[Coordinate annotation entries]

>>

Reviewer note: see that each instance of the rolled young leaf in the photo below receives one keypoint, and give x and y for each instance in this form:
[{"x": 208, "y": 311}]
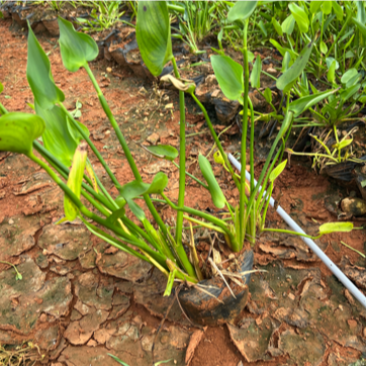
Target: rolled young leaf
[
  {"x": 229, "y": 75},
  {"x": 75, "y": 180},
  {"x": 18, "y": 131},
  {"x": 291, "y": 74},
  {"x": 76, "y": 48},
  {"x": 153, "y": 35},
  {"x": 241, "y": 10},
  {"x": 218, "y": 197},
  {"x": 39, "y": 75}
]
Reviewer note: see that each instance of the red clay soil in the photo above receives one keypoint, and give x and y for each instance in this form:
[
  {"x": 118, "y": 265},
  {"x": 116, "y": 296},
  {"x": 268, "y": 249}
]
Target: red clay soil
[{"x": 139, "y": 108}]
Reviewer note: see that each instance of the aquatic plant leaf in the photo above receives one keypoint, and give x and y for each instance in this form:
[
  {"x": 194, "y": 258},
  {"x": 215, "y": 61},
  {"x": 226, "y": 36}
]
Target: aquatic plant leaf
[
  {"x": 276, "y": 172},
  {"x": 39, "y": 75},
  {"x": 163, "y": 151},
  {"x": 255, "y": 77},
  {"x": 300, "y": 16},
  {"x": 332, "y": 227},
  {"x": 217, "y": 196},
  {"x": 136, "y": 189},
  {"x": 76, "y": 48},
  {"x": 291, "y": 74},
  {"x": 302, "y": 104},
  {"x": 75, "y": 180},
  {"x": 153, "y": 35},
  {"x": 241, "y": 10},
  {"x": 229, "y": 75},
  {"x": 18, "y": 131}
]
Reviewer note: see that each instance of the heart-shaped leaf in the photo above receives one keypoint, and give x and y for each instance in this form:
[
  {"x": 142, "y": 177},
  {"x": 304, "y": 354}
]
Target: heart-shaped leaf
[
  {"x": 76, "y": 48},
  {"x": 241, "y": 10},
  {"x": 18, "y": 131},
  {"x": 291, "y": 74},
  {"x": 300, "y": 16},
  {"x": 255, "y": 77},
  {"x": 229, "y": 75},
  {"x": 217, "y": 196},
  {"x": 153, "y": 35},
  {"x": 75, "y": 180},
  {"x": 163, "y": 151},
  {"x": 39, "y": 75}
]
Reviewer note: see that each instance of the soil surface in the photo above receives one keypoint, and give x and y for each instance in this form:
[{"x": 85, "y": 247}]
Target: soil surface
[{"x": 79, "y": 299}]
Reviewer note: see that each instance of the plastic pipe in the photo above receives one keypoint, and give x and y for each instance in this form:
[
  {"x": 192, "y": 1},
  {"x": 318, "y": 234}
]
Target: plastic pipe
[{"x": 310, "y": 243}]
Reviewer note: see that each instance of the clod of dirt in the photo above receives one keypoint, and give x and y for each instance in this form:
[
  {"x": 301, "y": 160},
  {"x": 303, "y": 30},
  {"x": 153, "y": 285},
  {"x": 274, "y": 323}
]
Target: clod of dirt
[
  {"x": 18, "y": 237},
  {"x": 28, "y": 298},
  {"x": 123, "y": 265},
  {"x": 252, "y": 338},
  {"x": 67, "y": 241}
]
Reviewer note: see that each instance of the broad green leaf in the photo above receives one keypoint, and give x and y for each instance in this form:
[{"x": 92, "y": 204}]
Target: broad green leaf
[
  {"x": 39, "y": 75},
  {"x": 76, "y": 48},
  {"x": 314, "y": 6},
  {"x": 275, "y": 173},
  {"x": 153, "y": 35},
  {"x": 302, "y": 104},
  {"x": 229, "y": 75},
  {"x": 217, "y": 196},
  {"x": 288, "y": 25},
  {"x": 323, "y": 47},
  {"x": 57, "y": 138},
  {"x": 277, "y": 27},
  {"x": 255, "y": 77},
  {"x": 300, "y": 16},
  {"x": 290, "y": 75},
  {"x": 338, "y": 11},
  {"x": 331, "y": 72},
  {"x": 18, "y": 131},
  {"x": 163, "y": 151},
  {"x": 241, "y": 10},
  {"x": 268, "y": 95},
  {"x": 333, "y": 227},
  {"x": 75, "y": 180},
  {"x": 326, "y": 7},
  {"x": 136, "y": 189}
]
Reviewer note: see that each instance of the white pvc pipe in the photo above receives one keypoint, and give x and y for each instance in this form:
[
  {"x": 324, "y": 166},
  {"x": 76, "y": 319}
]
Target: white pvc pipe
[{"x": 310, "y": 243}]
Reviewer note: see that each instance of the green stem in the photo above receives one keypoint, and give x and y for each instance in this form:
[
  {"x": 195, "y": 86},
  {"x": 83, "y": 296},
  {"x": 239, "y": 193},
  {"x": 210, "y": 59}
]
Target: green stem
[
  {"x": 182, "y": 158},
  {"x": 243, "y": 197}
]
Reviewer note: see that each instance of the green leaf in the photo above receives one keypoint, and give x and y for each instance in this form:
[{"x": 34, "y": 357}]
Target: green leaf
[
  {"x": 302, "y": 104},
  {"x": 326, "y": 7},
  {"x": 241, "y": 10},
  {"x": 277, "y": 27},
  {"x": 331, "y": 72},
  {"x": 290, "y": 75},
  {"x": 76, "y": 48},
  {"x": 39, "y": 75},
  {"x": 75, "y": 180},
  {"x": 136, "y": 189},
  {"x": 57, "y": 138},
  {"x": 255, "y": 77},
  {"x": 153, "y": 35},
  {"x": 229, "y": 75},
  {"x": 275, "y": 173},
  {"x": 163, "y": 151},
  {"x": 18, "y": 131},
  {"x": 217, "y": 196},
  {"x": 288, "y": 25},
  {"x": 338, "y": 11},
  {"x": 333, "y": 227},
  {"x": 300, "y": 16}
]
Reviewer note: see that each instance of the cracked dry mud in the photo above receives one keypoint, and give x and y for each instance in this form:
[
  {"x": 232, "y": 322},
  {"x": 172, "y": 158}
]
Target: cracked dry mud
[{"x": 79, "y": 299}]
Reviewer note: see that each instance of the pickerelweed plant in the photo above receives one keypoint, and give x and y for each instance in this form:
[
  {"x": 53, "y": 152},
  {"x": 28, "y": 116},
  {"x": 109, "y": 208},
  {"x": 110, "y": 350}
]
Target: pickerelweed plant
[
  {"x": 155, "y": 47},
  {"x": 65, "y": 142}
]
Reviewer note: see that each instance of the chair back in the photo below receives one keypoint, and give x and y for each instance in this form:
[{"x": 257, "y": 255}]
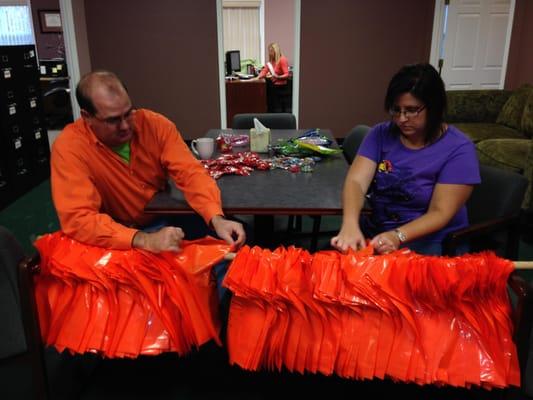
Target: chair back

<<

◆ PROBLEM DETAILS ◆
Skip the pictures and retype exactly the lines from the one that contains "Reviewer note: see that each instance of the cracked" to the last line of the records.

◆ FULL OUTPUT ◆
Reviewer note: see that each instance of the cracked dry mud in the photo above receives one keypoint, and give x and y for each instance in this form:
[
  {"x": 232, "y": 322},
  {"x": 172, "y": 158}
]
Target: cracked dry mud
[{"x": 79, "y": 299}]
Reviewer note: see that each instance of the pickerelweed plant in the photo above receives one keypoint, and give x and y for each instance in this form:
[
  {"x": 53, "y": 152},
  {"x": 28, "y": 116},
  {"x": 109, "y": 208},
  {"x": 110, "y": 350}
]
Target: pickerelweed plant
[
  {"x": 155, "y": 47},
  {"x": 65, "y": 142}
]
Reviewer note: see that each instance of the chair back in the photo below receives one keypoint, and give x and y for each instance in this form:
[{"x": 257, "y": 255}]
Target: chair back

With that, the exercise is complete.